Assignment :: Please restate the data word for word, in full.

▼

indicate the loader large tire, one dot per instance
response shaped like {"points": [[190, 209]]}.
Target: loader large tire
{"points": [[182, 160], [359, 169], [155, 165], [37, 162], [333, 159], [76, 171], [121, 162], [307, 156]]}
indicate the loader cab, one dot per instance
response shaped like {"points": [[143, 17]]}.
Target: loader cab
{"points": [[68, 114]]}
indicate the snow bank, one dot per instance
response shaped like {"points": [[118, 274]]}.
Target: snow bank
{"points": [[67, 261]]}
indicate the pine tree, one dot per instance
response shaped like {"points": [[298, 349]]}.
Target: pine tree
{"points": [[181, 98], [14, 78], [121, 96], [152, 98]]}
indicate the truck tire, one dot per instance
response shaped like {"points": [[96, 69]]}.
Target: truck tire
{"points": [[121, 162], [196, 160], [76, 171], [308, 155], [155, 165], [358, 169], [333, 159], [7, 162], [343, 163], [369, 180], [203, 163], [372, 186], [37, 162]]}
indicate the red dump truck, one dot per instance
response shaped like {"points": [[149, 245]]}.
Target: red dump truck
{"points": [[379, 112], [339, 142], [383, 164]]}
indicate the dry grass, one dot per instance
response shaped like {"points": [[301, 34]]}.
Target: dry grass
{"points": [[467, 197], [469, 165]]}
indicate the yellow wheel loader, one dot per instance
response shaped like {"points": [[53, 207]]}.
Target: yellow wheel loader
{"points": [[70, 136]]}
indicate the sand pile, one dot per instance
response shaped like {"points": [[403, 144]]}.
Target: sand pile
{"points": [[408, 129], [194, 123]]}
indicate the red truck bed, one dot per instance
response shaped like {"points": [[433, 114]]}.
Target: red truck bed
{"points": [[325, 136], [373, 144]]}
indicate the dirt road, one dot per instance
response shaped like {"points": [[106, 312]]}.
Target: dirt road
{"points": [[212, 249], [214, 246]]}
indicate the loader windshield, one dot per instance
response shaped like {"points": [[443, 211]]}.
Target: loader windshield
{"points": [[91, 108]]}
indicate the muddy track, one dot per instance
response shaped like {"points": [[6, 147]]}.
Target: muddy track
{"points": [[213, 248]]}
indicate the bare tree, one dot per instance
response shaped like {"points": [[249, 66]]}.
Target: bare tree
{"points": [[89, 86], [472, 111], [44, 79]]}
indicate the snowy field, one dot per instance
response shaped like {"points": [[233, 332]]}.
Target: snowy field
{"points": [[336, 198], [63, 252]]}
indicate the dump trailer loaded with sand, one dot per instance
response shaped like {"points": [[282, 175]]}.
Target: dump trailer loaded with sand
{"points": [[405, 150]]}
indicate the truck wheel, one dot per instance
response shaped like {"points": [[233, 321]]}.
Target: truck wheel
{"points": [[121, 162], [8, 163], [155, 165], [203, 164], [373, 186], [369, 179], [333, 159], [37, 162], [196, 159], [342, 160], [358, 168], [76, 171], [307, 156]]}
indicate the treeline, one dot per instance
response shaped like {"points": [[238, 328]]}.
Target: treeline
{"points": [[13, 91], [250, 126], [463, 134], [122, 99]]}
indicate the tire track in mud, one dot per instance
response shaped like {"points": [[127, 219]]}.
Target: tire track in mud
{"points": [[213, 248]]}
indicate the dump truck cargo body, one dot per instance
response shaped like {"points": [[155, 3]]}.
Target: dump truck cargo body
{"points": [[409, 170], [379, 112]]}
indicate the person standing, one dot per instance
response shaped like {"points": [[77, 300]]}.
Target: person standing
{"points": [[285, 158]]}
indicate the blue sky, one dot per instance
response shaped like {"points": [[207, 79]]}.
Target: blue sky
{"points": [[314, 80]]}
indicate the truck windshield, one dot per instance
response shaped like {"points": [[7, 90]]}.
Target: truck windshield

▲

Result below ::
indicate the loader large tire, one dot per instance
response shaped like {"points": [[190, 209]]}.
Target: loader large tire
{"points": [[182, 160], [359, 169], [155, 165], [37, 162], [333, 159], [76, 171], [121, 162], [307, 156]]}
indicate the loader cab, one dot per instance
response shaped like {"points": [[143, 17]]}.
Target: loader cab
{"points": [[68, 114]]}
indicate the snow bank, one dot per instance
response shaped like {"points": [[118, 274]]}.
Target: snow bank
{"points": [[67, 261]]}
indicate the pine tree, one dot per instance
response shaped like {"points": [[298, 349]]}.
Target: pine tree
{"points": [[181, 98], [14, 78], [121, 96], [152, 98]]}
indicate the truck tire, one dot per instance
response shaped like {"points": [[96, 69]]}.
Target: truck tire
{"points": [[121, 162], [196, 160], [76, 171], [308, 155], [155, 165], [358, 169], [333, 159], [7, 162], [343, 163], [369, 180], [203, 163], [372, 186], [37, 162]]}
indicate the red dump truck, one dot per instance
response shaped like {"points": [[149, 245]]}.
Target: red dump truck
{"points": [[379, 112], [339, 142], [383, 164]]}
indicate the dry grass, one dot per instance
response shaped like {"points": [[301, 34]]}.
Target: dry grass
{"points": [[467, 197], [469, 165]]}
indicate the yellow wheel loader, one dot per instance
response shaped like {"points": [[53, 207]]}.
Target: yellow wheel loader
{"points": [[70, 136]]}
indicate the sand pile, one dot per instance
response shaped like {"points": [[403, 144]]}.
Target: sand pile
{"points": [[408, 129], [194, 123]]}
indicate the red truck bed, one dot per instance
response shaped like {"points": [[433, 114]]}.
Target: red truck bed
{"points": [[325, 136], [373, 144]]}
indicate the dirt road, one dot per instance
response shaped like {"points": [[106, 312]]}.
Target: dirt road
{"points": [[212, 249], [214, 246]]}
indicate the loader windshield, one dot per instance
response shaped like {"points": [[443, 211]]}.
Target: loader windshield
{"points": [[91, 108]]}
indicate the muddy track, one dot per instance
response shaped like {"points": [[6, 147]]}.
Target: muddy track
{"points": [[213, 248]]}
indicate the bare tree, one dot per instance
response shaped like {"points": [[249, 66]]}.
Target: bare tree
{"points": [[89, 86], [472, 111], [44, 79]]}
indicate the snowy field, one dot per instance
response shaped like {"points": [[233, 332]]}.
Target: snowy field
{"points": [[336, 198], [63, 252]]}
indicate the dump trailer loaded with sand, one dot per instance
response shaped like {"points": [[282, 175]]}.
Target: dump trailer loaded with sand
{"points": [[405, 150]]}
indicate the truck wheel, one dot per instance
response shaped like {"points": [[233, 321]]}.
Target: truck wheel
{"points": [[121, 162], [8, 163], [155, 165], [203, 164], [373, 186], [369, 179], [333, 159], [37, 162], [196, 159], [342, 160], [358, 168], [76, 171], [307, 156]]}
indicate the treeline, one dot per instance
response shaped like {"points": [[238, 328]]}.
Target: treeline
{"points": [[13, 91], [250, 126], [463, 134], [122, 99]]}
indicate the tire track in mud, one dot per instance
response shaped like {"points": [[127, 219]]}.
Target: tire track in mud
{"points": [[213, 248]]}
indicate the dump truck cargo body, one dot per instance
response shaped like {"points": [[155, 3]]}.
Target: dump truck cargo body
{"points": [[409, 170], [379, 112]]}
indicate the person standing, one dot per instance
response shaped like {"points": [[77, 300]]}.
Target: person standing
{"points": [[285, 158]]}
indicate the blue sky, one dot per instance
response shaped like {"points": [[207, 79]]}.
Target: blue sky
{"points": [[314, 80]]}
indicate the truck windshield, one dot per instance
response shaped like {"points": [[7, 90]]}.
Target: truck windshield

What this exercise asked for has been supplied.